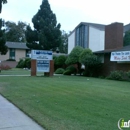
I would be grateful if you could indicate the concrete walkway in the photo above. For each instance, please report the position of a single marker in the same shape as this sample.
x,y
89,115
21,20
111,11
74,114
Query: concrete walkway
x,y
11,118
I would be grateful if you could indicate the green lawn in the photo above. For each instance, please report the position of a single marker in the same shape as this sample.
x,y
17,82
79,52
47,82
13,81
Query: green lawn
x,y
70,102
17,71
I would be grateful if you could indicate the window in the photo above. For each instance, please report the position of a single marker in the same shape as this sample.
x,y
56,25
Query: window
x,y
82,36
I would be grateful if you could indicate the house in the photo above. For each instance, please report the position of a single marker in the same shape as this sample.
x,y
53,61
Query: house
x,y
16,50
89,35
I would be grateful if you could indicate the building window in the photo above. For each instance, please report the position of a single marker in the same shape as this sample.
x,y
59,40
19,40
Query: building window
x,y
28,53
12,53
82,36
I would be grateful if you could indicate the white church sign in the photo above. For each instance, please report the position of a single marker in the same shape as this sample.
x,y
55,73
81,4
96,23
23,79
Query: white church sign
x,y
43,59
120,56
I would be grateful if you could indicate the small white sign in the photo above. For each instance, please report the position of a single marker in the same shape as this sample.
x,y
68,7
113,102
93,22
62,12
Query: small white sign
x,y
43,65
41,55
120,56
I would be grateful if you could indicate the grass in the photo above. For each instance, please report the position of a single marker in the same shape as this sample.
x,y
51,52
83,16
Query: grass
x,y
17,71
69,102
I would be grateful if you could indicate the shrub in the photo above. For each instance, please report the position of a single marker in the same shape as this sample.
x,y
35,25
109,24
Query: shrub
x,y
67,72
128,74
59,71
116,75
72,69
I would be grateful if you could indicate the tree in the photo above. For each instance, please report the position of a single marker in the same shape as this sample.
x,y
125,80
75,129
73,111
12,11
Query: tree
x,y
3,47
63,48
15,32
2,2
127,38
46,34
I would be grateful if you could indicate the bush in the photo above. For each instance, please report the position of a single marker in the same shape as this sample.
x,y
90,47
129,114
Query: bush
x,y
72,69
59,71
128,74
67,72
116,75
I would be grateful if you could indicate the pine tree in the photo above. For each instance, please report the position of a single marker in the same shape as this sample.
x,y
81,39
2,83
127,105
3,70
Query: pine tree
x,y
46,34
3,47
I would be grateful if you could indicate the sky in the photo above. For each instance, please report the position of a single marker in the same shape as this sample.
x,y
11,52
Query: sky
x,y
70,13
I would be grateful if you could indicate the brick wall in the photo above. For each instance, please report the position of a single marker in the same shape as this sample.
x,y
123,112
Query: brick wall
x,y
114,36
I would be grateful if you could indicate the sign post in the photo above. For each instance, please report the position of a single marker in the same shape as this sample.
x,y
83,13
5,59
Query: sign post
x,y
41,61
120,56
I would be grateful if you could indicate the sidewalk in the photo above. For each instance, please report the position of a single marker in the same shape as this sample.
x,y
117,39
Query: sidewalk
x,y
11,118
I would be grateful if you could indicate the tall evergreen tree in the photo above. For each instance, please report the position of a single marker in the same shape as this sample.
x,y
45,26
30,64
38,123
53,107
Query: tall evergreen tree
x,y
46,34
3,47
2,2
126,39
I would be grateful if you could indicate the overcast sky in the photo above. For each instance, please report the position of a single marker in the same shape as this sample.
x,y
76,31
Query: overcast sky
x,y
70,12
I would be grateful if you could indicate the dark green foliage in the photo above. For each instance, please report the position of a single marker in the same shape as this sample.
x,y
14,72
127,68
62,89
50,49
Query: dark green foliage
x,y
72,69
127,38
59,71
2,2
10,60
46,34
128,74
67,72
3,47
73,57
15,32
117,75
24,63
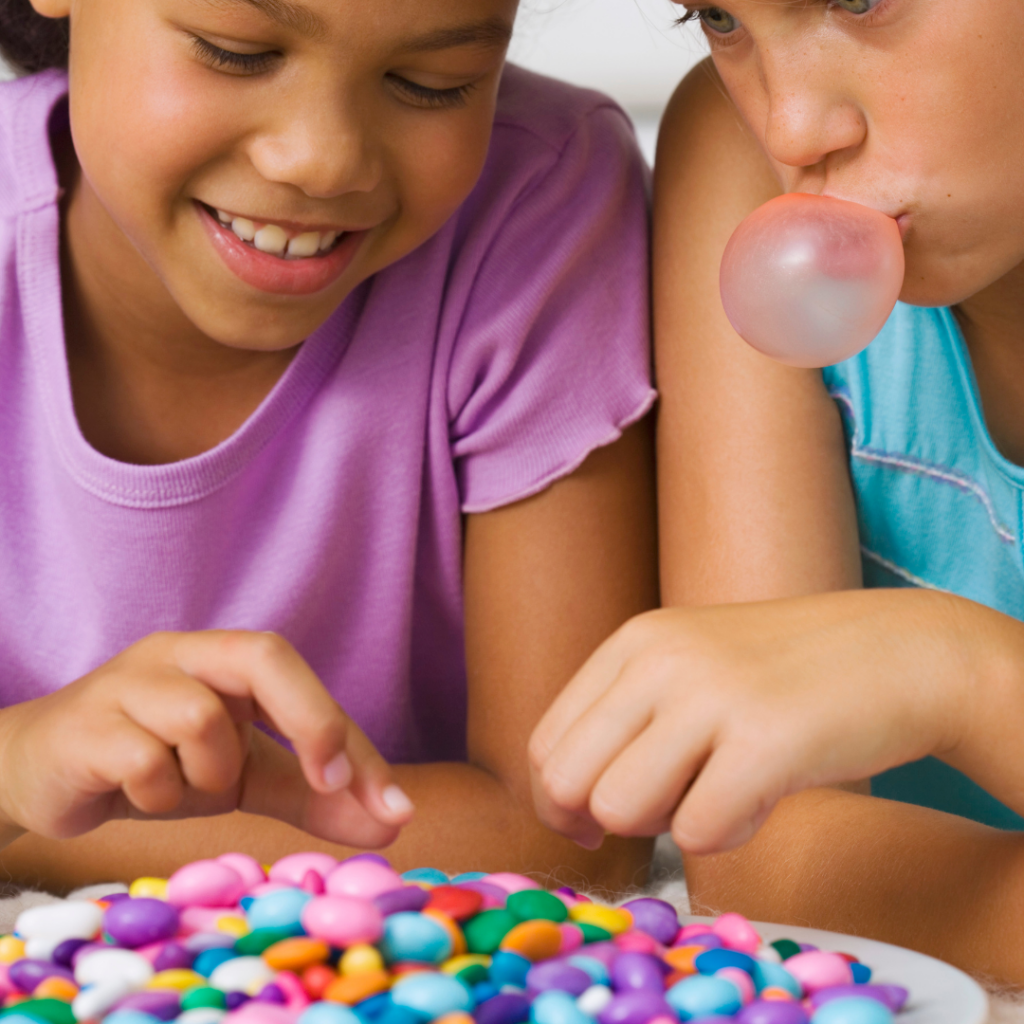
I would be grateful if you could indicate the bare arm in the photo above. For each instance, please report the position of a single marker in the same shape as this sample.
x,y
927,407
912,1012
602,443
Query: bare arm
x,y
546,581
756,503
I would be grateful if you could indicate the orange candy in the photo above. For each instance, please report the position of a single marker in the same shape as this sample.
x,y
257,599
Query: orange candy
x,y
315,979
356,987
55,988
536,940
297,953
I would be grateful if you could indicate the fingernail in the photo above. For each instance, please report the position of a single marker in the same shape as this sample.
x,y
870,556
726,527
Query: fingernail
x,y
396,801
338,772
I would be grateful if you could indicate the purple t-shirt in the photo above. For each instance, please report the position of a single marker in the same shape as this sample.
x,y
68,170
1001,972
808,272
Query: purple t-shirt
x,y
474,372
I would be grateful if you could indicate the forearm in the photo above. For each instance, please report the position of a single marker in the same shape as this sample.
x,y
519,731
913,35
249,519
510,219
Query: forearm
x,y
466,820
905,875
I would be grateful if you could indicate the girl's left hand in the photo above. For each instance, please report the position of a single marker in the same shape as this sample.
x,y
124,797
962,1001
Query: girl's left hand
x,y
700,720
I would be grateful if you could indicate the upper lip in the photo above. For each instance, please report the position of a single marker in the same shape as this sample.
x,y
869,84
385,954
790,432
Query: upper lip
x,y
296,226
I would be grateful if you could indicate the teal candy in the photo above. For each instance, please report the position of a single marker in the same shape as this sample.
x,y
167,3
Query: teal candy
x,y
700,995
593,967
328,1013
853,1010
279,909
410,936
508,968
767,974
557,1008
937,504
430,876
432,994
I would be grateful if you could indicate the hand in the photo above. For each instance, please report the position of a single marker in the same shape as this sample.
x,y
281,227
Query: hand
x,y
702,719
164,730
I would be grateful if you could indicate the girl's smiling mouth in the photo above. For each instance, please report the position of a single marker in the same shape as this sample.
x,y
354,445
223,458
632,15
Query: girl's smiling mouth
x,y
280,257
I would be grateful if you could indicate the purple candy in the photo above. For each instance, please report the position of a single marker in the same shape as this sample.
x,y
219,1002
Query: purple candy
x,y
636,1007
172,956
400,900
892,996
139,922
27,974
637,971
654,916
557,975
161,1004
771,1012
64,952
504,1009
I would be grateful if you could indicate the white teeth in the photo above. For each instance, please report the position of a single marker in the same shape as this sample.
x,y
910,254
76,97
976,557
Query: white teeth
x,y
244,228
271,239
304,245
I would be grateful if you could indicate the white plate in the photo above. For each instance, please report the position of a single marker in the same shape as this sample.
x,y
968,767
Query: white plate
x,y
939,993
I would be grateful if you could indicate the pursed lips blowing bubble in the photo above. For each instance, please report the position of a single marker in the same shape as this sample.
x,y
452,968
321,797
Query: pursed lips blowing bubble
x,y
811,280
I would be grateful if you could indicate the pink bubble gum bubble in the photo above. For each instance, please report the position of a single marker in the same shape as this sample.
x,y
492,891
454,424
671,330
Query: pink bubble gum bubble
x,y
810,280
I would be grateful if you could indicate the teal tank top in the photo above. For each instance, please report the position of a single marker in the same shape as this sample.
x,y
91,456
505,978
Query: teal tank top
x,y
937,505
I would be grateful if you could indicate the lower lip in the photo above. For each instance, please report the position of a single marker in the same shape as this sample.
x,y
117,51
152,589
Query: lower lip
x,y
271,273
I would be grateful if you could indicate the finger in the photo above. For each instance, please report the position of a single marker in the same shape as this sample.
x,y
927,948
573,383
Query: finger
x,y
267,670
730,799
598,673
638,793
588,747
192,719
275,786
134,761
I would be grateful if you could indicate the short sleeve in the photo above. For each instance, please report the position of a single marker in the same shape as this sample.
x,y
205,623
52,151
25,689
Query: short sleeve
x,y
552,353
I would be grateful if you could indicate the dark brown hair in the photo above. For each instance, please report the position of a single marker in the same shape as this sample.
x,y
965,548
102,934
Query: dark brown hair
x,y
30,41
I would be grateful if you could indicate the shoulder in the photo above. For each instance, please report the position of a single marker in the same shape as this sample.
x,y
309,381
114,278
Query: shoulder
x,y
27,107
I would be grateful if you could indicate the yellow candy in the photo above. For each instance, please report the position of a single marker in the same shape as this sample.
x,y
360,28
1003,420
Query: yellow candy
x,y
359,960
10,949
611,919
536,940
296,954
150,888
177,979
55,988
232,925
457,964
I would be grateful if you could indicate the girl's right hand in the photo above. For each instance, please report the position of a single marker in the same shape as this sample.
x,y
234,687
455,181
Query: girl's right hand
x,y
164,730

________________________

- PROBLEM DETAILS
Copy nothing except the lines from the one holding "Query: dark brown hair" through the last line of the data above, and return them exactly.

- REPLY TO THE EXERCISE
Query: dark brown hair
x,y
30,41
I would be grateful if you could indicate the shoulder in the photo above. For each instance, please report the position of a single marker in the same shape as this sample.
x,y
309,381
114,278
Query: shoulder
x,y
27,107
I would be grateful if you could indicate the yellow candy in the photo above. For each instance, please report the position of a single marker in the same shape as this sample.
x,y
360,28
1003,420
Query: yellow candy
x,y
359,960
10,949
611,919
536,940
296,954
150,888
177,979
55,988
232,925
457,964
I would be grateful if you could indicate the girl's right hand in the photo above. For each instance, please report the position of a single marker in the same shape as this sample.
x,y
234,687
455,181
Query: girl's right hand
x,y
164,730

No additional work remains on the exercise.